# Texto extraído

Artigo | Notícia

Entre o direito e a invasão: os limites da luta social

Invadir propriedades privadas não é política habitacional — é perpetuar um ciclo de ilegalidade que prejudica o país......................

Por EDUARDO GOMES DE FIGUEIREDO Publicado em 14/10/2025 às 0:00 | Atualizado em 14/10/2025 às 13:15

Clique aqui e escute a matéria

A luta por direitos sociais no Brasil vive um paradoxo perigoso. A nobre causa da justiça social tem sido manchada por métodos que, em vez de fortalecer a democracia, corroem seus alicerces. Não se constrói uma sociedade mais justa sobre os escombros da propriedade alheia, nem se alcança o direito à moradia pela negação de outros direitos fundamentais.

O país enfrenta crises habitacionais e agrárias de grande escala. O déficit de moradias, a concentração fundiária e a desigualdade social permanecem como feridas abertas. Mas a gravidade desses problemas não autoriza a violação da ordem jurídica, tampouco a supressão de direitos de propriedade legítimos. Invadir propriedades privadas não é política habitacional — é perpetuar um ciclo de ilegalidade que prejudica o país.

# Exercício escrito
Retome o artigo sobre os limites da luta social e a invasão de propriedades, continuando-o a partir da última frase. As entradas abaixo provêm de outra fonte.

# Dados apresentados

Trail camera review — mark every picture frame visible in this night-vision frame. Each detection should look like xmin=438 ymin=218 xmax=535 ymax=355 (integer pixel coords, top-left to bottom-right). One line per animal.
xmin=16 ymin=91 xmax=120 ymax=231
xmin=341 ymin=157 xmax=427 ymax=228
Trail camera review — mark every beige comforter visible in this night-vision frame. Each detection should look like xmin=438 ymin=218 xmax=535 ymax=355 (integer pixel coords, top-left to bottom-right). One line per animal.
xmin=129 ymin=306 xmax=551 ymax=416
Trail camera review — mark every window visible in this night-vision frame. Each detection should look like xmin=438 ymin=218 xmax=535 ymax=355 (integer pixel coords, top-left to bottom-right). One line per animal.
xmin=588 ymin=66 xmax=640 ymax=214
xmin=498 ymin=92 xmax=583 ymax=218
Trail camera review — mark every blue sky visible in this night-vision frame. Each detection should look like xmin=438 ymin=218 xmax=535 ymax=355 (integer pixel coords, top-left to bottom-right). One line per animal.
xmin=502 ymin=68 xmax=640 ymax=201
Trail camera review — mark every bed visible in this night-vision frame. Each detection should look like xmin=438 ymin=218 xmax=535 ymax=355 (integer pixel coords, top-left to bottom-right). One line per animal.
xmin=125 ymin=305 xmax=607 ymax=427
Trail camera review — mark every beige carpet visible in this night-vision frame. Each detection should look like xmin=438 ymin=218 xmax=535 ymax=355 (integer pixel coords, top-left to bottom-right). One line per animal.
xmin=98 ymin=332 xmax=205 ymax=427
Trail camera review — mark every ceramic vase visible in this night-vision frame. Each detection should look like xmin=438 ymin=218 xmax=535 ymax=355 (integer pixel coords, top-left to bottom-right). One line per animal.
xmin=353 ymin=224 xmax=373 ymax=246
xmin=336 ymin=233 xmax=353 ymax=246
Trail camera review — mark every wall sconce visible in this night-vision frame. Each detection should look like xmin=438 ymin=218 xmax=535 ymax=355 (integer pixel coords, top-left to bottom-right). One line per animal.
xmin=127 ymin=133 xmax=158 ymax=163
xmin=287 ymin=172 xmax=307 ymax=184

# Resposta ao problema
Ocupar áreas produtivas não significa promover reforma agrária; significa sabotar a produção de alimentos e gerar insegurança jurídica, afastando investimentos e desenvolvimento. Há uma distância profunda entre reivindicar direitos e tomá-los à força. As Comissões de Soluções Fundiárias, criadas pelo Conselho Nacional de Justiça, representam um avanço ao propor o diálogo. Na prática, porém, observa-se um fenômeno preocupante: processos de reintegração de posse ficam represados, decisões judiciais deixam de ser cumpridas e proprietários tornam-se reféns de uma Justiça que não se efetiva.

Esse represamento não traz solução — funciona como uma bomba-relógio. Cada decisão descumprida alimenta a sensação de impunidade entre invasores e de revolta entre proprietários, elevando o risco de confrontos violentos. A omissão do Estado em formular políticas públicas eficazes de habitação e reforma agrária não autoriza a transferência dessa responsabilidade ao particular. O proprietário não pode responder pelo fracasso do governo em cumprir suas obrigações constitucionais. Não cabe a ele financiar, sob coação, políticas sociais que são dever do poder público.

Essa inversão de responsabilidades remete a capítulos sombrios da história recente, como o confisco das poupanças nos anos 1990. A injustiça não se corrige com outra injustiça. O Direito não se sustenta sobre o arbítrio. A justiça social não nasce da retenção forçada do patrimônio alheio. A transformação efetiva exige que o Estado cumpra seu papel: desapropriando áreas improdutivas mediante justa indenização, construindo habitações populares e implementando programas sérios de reforma agrária, custeados com recursos públicos. O caminho da legalidade pode parecer mais lento, mas é o único que sustenta a democracia.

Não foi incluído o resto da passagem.